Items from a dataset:
-*-*-
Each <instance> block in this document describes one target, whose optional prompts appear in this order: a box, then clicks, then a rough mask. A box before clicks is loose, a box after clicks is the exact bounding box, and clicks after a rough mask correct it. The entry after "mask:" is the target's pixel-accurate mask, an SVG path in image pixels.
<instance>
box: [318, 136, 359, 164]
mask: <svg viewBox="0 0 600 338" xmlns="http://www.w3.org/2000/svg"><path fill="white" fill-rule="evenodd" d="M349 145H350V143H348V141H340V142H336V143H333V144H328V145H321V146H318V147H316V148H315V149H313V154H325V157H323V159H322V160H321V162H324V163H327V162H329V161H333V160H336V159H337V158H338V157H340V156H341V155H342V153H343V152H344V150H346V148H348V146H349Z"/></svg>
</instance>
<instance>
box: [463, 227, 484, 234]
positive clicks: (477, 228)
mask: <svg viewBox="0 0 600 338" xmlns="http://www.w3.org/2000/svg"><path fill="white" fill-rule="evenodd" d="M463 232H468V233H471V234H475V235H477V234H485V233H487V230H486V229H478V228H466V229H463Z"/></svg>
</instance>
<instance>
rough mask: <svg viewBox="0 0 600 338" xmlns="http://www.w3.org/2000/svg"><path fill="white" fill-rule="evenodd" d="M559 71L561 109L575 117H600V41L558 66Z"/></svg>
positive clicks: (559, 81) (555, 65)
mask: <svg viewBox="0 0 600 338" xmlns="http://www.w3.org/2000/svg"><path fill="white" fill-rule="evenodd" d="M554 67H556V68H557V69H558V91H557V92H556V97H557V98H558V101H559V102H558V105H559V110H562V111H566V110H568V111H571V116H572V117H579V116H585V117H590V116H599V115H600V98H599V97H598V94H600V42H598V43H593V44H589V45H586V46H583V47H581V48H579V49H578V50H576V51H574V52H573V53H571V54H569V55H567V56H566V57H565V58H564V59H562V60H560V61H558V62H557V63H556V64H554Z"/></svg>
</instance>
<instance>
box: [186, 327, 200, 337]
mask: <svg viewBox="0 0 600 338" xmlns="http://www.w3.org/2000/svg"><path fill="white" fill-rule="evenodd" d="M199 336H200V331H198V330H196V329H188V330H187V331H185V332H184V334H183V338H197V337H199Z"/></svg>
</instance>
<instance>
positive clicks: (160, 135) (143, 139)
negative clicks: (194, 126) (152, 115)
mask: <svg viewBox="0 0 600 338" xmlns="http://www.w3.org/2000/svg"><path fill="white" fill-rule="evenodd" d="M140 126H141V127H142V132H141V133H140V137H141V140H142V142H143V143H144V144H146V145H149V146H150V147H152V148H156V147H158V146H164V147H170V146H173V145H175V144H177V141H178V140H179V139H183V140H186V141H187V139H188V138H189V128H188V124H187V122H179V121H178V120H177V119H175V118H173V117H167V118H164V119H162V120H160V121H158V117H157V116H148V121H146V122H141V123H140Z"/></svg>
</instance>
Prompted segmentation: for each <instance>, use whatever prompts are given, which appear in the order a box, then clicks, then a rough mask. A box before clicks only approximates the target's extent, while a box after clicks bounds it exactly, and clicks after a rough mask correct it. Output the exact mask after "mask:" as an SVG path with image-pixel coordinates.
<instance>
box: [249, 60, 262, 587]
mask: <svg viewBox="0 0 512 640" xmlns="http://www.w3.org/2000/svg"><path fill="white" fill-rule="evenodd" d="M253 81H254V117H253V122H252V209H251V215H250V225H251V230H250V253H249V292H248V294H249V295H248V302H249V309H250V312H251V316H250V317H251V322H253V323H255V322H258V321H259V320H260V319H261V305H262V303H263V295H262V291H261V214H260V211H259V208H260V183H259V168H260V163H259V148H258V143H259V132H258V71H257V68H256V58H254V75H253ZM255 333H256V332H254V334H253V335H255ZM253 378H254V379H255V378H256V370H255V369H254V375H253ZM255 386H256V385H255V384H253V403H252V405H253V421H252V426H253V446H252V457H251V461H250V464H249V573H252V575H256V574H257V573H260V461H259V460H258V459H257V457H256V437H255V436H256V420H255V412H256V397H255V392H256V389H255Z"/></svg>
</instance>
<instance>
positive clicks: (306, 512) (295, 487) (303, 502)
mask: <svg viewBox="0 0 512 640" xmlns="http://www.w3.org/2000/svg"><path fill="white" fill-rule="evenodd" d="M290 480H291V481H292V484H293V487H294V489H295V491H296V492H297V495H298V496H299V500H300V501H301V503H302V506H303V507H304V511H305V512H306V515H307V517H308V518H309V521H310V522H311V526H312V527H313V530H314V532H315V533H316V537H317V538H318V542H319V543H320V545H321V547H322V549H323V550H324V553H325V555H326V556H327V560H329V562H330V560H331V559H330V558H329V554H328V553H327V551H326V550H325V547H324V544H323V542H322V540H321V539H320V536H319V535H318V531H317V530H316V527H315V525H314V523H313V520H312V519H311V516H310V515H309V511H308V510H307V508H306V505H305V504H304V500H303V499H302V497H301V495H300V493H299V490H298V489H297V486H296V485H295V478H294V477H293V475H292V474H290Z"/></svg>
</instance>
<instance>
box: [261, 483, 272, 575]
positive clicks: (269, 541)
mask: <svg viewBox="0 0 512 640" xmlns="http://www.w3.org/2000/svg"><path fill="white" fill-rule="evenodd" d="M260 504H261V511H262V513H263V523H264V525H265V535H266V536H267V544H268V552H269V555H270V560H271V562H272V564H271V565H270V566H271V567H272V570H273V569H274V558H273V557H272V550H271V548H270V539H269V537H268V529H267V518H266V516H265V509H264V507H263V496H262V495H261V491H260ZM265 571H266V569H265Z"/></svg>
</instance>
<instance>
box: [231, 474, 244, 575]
-*-*-
** How to complete this task **
Each record above must be given again exactly as written.

** Completed exercise **
Each <instance> block in this document describes one target, whose optional prompts appear in this order: a box, then clicks, then a rough mask. A box before clicks is loose, a box after clicks is the exact bounding box, and clicks after a rough mask correct it. The entry after "mask:" is the target's pixel-accurate mask, an SVG path in image pixels.
<instance>
box: [318, 136, 359, 164]
mask: <svg viewBox="0 0 600 338" xmlns="http://www.w3.org/2000/svg"><path fill="white" fill-rule="evenodd" d="M349 145H350V143H348V141H340V142H336V143H333V144H328V145H321V146H318V147H316V148H315V149H313V154H325V157H323V159H322V160H321V162H324V163H327V162H329V161H333V160H336V159H337V158H338V157H340V156H341V155H342V153H343V152H344V150H346V148H348V146H349Z"/></svg>
</instance>
<instance>
box: [463, 227, 484, 234]
positive clicks: (477, 228)
mask: <svg viewBox="0 0 600 338" xmlns="http://www.w3.org/2000/svg"><path fill="white" fill-rule="evenodd" d="M463 232H468V233H471V234H475V235H477V234H485V233H487V230H486V229H478V228H466V229H463Z"/></svg>
</instance>
<instance>
rough mask: <svg viewBox="0 0 600 338" xmlns="http://www.w3.org/2000/svg"><path fill="white" fill-rule="evenodd" d="M559 71L561 109L575 117H600V41L558 66Z"/></svg>
positive clicks: (559, 81) (555, 65)
mask: <svg viewBox="0 0 600 338" xmlns="http://www.w3.org/2000/svg"><path fill="white" fill-rule="evenodd" d="M554 67H556V68H557V69H558V91H557V92H556V97H557V98H558V101H559V102H558V105H559V110H562V111H566V110H568V111H571V116H572V117H579V116H585V117H590V116H599V115H600V98H599V97H598V94H600V42H598V43H593V44H589V45H586V46H583V47H581V48H579V49H578V50H576V51H574V52H573V53H571V54H569V55H567V56H566V57H565V58H564V59H562V60H560V61H558V62H557V63H556V64H554Z"/></svg>
</instance>
<instance>
box: [186, 327, 200, 337]
mask: <svg viewBox="0 0 600 338" xmlns="http://www.w3.org/2000/svg"><path fill="white" fill-rule="evenodd" d="M199 336H200V331H198V330H196V329H188V330H187V331H185V332H184V334H183V338H197V337H199Z"/></svg>
</instance>
<instance>
positive clicks: (160, 135) (143, 139)
negative clicks: (194, 126) (152, 115)
mask: <svg viewBox="0 0 600 338" xmlns="http://www.w3.org/2000/svg"><path fill="white" fill-rule="evenodd" d="M140 126H141V127H142V132H141V133H140V137H141V140H142V142H143V143H144V144H146V145H149V146H150V147H152V148H156V147H158V146H164V147H170V146H173V145H175V144H177V141H178V140H179V139H183V140H186V141H187V139H188V138H189V128H188V124H187V122H179V121H178V120H177V119H175V118H173V117H167V118H164V119H162V120H160V121H158V117H157V116H148V121H146V122H141V123H140Z"/></svg>
</instance>
Prompted segmentation: for each <instance>, use whatever prompts are given, which appear in the order a box, then clicks, then a rough mask. A box before clicks only approximates the target's extent, while a box after clicks bounds it exactly, and clicks after a rough mask correct it. Output the exact mask after "mask:" as an SVG path with image-pixel coordinates.
<instance>
box: [249, 60, 262, 587]
mask: <svg viewBox="0 0 512 640" xmlns="http://www.w3.org/2000/svg"><path fill="white" fill-rule="evenodd" d="M253 81H254V117H253V122H252V209H251V215H250V225H251V230H250V253H249V292H248V294H249V295H248V302H249V309H250V312H251V316H250V317H251V322H253V323H255V322H258V321H259V320H260V319H261V305H262V303H263V295H262V291H261V214H260V211H259V208H260V183H259V168H260V163H259V148H258V143H259V132H258V71H257V68H256V58H254V75H253ZM255 333H256V332H254V334H253V335H255ZM253 378H254V379H255V378H256V370H255V369H254V375H253ZM255 386H256V385H255V384H253V403H252V405H253V421H252V426H253V446H252V457H251V461H250V464H249V573H252V575H256V574H257V573H260V461H259V460H258V459H257V457H256V437H255V436H256V420H255V412H256V397H255V392H256V389H255Z"/></svg>
</instance>
<instance>
positive clicks: (306, 512) (295, 487) (303, 502)
mask: <svg viewBox="0 0 512 640" xmlns="http://www.w3.org/2000/svg"><path fill="white" fill-rule="evenodd" d="M290 480H291V481H292V484H293V487H294V489H295V491H296V492H297V495H298V496H299V500H300V501H301V503H302V506H303V507H304V511H305V512H306V515H307V517H308V518H309V521H310V522H311V526H312V527H313V530H314V532H315V533H316V537H317V538H318V542H319V543H320V545H321V547H322V549H323V550H324V553H325V555H326V556H327V560H329V562H330V560H331V559H330V558H329V554H328V553H327V551H326V550H325V547H324V544H323V542H322V540H321V539H320V536H319V535H318V531H317V530H316V527H315V525H314V523H313V520H312V519H311V516H310V515H309V511H308V510H307V508H306V505H305V504H304V500H303V499H302V497H301V495H300V493H299V490H298V489H297V486H296V485H295V478H294V477H293V475H292V474H290Z"/></svg>
</instance>
<instance>
box: [261, 483, 272, 575]
positive clicks: (269, 541)
mask: <svg viewBox="0 0 512 640" xmlns="http://www.w3.org/2000/svg"><path fill="white" fill-rule="evenodd" d="M260 504H261V511H262V513H263V523H264V525H265V535H266V536H267V544H268V552H269V555H270V560H271V562H272V564H271V565H270V566H271V567H272V570H273V569H274V558H273V557H272V550H271V548H270V539H269V537H268V529H267V518H266V516H265V509H264V507H263V496H262V495H261V491H260ZM265 571H266V569H265Z"/></svg>
</instance>
<instance>
box: [231, 474, 244, 575]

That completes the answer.